_Exercise description_. In the SnpEff post, rewrite the part from "# STOP codons" up to and including "Total Errors : 686 ( 28,28% )" with "UTR sequences" changed to "untranslated regions".

_Passage provided_.
_ _ _ _ _ _ _

Hi,
I am a PhD student with very little experience in bioinformatics (or very little experience at all, I started two months ago). I’m having some problems getting Snpeff to work with gff coordinates obtained by Transdecoder. I was given by a group with which I am collaborating the assembly of a genome and a gtf file with transcript information derived from RNAseq. I used Transdecoder following the instructions, with the –single_best_orf option, and I got the cds file and a gff3. I used the gff3 to build a database for snpeff, because I have to evaluate the effect of some SNPs on the genome. Howevere, when I launched Snpeff eff, I received a great number of warnings:
INFO_REALIGN_3_PRIME 1
WARNING_TRANSCRIPT_NO_START_CODON 202855
WARNING_TRANSCRIPT_NO_START_CODON&INFO_REALIGN_3_PRIME 2
WARNING_TRANSCRIPT_NO_STOP_CODON 17281
Protein coding transcripts : 2426
# Length errors : 0 ( 0,00% )
# STOP codons in CDS errors : 0 ( 0,00% )
# START codon errors : 686 ( 28,28% )
# STOP codon warnings : 183 ( 7,54% )
# UTR sequences : 2409 ( 99,30% )
# Total Errors : 686 ( 28,28% )

_ _ _ _ _ _ _

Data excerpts
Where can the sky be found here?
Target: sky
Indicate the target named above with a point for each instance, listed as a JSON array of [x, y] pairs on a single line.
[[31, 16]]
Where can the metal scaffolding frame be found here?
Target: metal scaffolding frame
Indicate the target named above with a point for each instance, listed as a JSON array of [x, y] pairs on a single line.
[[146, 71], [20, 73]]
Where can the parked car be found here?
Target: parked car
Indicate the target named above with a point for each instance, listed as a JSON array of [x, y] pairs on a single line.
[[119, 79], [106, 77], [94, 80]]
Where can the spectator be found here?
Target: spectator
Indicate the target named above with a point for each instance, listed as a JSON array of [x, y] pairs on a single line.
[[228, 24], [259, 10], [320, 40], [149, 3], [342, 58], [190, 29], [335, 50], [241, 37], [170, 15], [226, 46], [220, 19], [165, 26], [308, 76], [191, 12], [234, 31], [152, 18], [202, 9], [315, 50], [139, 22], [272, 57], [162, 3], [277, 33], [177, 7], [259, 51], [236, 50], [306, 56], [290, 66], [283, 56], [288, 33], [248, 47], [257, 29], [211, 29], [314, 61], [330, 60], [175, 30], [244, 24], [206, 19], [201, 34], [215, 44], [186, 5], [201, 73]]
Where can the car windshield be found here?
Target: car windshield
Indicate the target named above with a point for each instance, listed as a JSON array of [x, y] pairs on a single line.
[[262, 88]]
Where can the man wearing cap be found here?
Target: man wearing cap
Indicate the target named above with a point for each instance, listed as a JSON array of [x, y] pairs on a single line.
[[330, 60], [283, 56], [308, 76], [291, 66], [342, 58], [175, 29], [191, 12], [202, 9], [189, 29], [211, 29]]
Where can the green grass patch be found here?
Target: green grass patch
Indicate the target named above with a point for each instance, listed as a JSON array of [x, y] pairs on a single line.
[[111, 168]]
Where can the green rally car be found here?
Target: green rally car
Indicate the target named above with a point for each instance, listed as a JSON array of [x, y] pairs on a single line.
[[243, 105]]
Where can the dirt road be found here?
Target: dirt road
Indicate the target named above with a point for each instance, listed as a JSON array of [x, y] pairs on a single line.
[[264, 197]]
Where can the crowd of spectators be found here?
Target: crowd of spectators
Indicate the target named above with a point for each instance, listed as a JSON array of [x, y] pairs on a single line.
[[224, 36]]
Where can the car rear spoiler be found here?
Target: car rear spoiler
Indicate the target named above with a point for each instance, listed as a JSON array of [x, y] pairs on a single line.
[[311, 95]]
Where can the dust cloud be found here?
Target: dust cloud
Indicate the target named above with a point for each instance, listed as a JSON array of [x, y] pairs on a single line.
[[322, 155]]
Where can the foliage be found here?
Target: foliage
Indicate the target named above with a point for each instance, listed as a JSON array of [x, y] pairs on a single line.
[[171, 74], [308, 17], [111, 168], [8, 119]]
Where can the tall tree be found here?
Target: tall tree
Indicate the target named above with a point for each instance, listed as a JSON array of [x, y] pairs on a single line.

_ _ _ _ _ _ _

_Exercise answer_.
# STOP codons in CDS errors : 0 ( 0,00% )
# START codon errors : 686 ( 28,28% )
# STOP codon warnings : 183 ( 7,54% )
# untranslated regions : 2409 ( 99,30% )
# Total Errors : 686 ( 28,28% )